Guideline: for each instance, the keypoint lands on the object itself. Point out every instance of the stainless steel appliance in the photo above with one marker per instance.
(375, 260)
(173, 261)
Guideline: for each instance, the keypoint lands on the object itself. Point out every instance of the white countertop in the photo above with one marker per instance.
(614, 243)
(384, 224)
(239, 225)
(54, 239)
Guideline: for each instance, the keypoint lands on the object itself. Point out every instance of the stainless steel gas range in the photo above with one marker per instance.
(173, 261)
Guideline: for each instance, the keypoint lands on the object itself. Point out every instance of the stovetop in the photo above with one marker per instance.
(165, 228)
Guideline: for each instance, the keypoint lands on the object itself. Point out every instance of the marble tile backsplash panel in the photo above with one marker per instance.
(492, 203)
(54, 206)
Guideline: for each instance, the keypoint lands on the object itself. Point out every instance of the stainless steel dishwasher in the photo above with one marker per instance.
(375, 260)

────────────────────────────────────────

AIM OF THE TASK:
Rewrite all of the entries above, changing every occurrence of "stainless steel" to "brushed metal" and leaving everything else untouched.

ANSWER TO THE PROBLEM:
Guideline: for each instance, the keypoint lands on the object itself. Point out every instance of the brushed metal appliance in the photo above with one marker per instance.
(375, 260)
(173, 261)
Guideline: for each instance, the keypoint lands on the object itself. Point out every instance of the white countertop in the photo above with one marker per instance.
(614, 243)
(384, 224)
(239, 225)
(54, 239)
Guideline: for each instance, the keypoint lands on the object itself. Point out every instance of the brushed metal gas range in the photo above with one marker per instance.
(173, 261)
Guideline: for each instance, the keypoint lands on the object itself. Point out every instance of the stovetop in the photo above with one marker per instance.
(165, 228)
Guideline: for each instance, the keypoint lands on the object itself. Point out every instance of the marble tile backsplash panel in the photo above with one marker per instance.
(492, 203)
(54, 206)
Guideline: for each instance, the keypoint lands on the object itself. Point out every instance of the brushed metal dishwasher in the photo above with one marker per instance.
(375, 260)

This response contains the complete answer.